#### Questions on the material
1. In the Shennongjia motorcycle account, which city does the rider stop in to wait for Wang?
2. Do these statements agree with the Shennongjia motorcycle account? (a) The highway through Shennongjia is newly paved. (b) The road markers there show Roman numerals. (c) The rider uses a higher gear on the descents to protect the engine. Answer yes or no for each, quoting the deciding words.
3. Carry the Shennongjia motorcycle account forward from its final sentence.

** Page extract follows **

Police are everywhere, and I see more in the first hour of this leg than I have in the last two weeks combined. Red trucks whom I assume to be forest rangers travel the roads, and people wearing neon orange vests ride bicycles. I guess they work in some capacity for the reserve, and are not to be associated with today. Since I entered Anhui about two weeks ago, camouflage has been a valid and common fashion choice. Today it makes me jump. The plastic front of the helmet is dirty and difficult to see through. Still, at every pedestrian, bicycle or car I pass on the road, I turn my head to look away from them once I’m in eye contact range. If there are people on both sides of the road, I look straight down at the gas tank. In the beginning, I keep up some pretense of looking towards something, but I quickly give it up and jerk my head away blatantly once anyone gets too close. I am NOT going back. As if to underscore the Chinese-only policy here, even the road markers give up their usual Roman numerals.
It’s fall in Shennongjia, and the mountain landscape is wondrous. Trees turn color, large caves pockmark the mountainsides, signs painted on rock surfaces beg for translation, and for the first time I see flat fields not occupied by agriculture. Houses are few and far between. The highway is newly paved, and besides the occasional official presence, there are more cows than cars on the road. It’s a shame this area is off-limits, and I feel lucky to drive through it. I try to stop for pictures, but immediately a cop comes around the corner in the opposite direction. I turn around, back facing him, and exaggeratedly hold out my camera before he notices me.
Yesterday I was thankful for Mr Kong and the repair of my bike, but today it feels temporary. Previous problems re-occur, and the brakes that were supposedly fixed go up in a cloud of smoke. I stop to let them cool off, but it scares the shit out of me for two reasons. One, anyone passing will slow down, see who I am, and the gig is up. Two, Shennongjia is a mountain forest reserve. By this point it’s repetitive, but the roads twist severely, up and down mountains. The bike is heavy, and going downhill through the series of S’s, it flies. The chances of a safe exit are dramatically lower with only a front brake. I ride in a lower gear, taking the risk of overheating the engine to keep my speed down, and use the brake sparingly. The combination of all the recent problems has me worried. While some great silver linings have come out of being mechanically fucked, it occurs to me that there are much better ways to meet people. I don’t want to know every other mechanic between Hubei and Qinghai, and I consider calling Wang. With some of the previous problems, he offered to take a bus from his Suzhou factory to correct them. I didn’t want to inconvenience him then, and I could live with a few problems. But there are too many now. I anticipate that the weather on the next leg will be enough to think about, without the added worries of constant breakdowns. The population density only gets lower from here, and I decide to take him up on his offer. I ride on to Shiyan, home of the ever-present Dong Feng blue truck, pick a cheap hotel, and wait for Wang. He may be a couple of days, but I’m losing time every day with mechanics who aren’t helping, and potentially causing new problems. It’ll be some long riding days from here to make up the time.

** End of Page extract **
** Material shown follows **

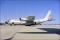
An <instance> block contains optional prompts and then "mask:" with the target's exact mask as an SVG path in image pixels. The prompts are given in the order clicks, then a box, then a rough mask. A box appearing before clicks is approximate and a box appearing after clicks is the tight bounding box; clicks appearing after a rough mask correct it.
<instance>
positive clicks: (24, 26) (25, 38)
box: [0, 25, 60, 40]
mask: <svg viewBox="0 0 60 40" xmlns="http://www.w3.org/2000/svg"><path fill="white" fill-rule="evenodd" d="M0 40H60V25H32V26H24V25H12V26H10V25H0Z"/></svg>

** End of Material shown **
** Material shown follows **

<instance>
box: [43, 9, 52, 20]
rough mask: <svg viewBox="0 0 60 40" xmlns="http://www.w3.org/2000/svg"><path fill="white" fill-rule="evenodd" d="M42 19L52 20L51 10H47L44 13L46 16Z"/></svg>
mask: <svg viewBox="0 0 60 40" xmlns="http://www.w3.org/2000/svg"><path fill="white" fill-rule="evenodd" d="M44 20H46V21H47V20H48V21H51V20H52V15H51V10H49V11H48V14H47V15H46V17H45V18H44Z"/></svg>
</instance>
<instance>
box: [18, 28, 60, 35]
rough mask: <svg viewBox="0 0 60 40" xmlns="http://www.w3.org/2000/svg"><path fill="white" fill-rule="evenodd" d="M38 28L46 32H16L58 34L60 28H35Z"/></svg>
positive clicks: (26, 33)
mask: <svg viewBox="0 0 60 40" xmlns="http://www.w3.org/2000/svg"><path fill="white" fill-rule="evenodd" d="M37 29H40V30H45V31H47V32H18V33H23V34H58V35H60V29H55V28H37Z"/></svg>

** End of Material shown **
** Material shown follows **

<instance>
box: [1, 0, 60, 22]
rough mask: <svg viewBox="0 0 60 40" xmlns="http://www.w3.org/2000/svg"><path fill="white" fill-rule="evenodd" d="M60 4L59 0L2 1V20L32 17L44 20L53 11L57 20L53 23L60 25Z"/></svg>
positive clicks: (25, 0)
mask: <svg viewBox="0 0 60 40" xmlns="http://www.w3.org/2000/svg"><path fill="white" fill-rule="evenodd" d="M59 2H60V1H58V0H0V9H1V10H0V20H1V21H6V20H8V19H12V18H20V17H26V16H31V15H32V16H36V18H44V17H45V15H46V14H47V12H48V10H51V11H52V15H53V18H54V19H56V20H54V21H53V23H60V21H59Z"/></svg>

** End of Material shown **

#### Responses by task
1. Shiyan

2.
(a) Yes: "The highway is newly paved"
(b) No: "even the road markers give up their usual Roman numerals"
(c) No: "I ride in a lower gear, taking the risk of overheating the engine to keep my speed down"

3.
I haven’t washed the bike since I left, with each splattered bug and mud splash a symbol of honor for the journey. However, the bike is not mine – it is Wang’s personal CJ, and with him taking time from his busy schedule to come out here, the least I can do is wash it. It takes six hours to get the mud off, and I spend the rest of the cold, gray day wandering the market near the bus station, and my hotel. I’m close to Wudang Shan, the military mountain, which I intended to visit on Day 17, trading the independent transportation for a minivan, but an early morning phone call changes that. Wang has a friend here who can fix the bike, but I need to wait at the hotel for him and his phone calls. I feel like the Shiyanese small wife (mistress) of a Hong Kong businessman, kept in the hotel room waiting for the call that will release me. I use the time to write, edit pictures, and stare curiously at the mid-day programs on Chinese TV. I originally planned to buy a motorcycle off the street in Shanghai, and ride it west “until it blew up.” As I sit here waiting for the repairs that will help to prevent this kind of exciting story from happening, I realize I probably would have been on it when it exploded, and decide the hotel room is actually pretty nice. Xining, Qinghai is the destination because it also serves as the railhead for the new-ish train to Lhasa, which I planned to take once I’m finished riding. Considering the recent events, the weather, my crunched time frame and dwindling finances, it doesn’t look like it’s going to happen on this trip. I want to get back on the road.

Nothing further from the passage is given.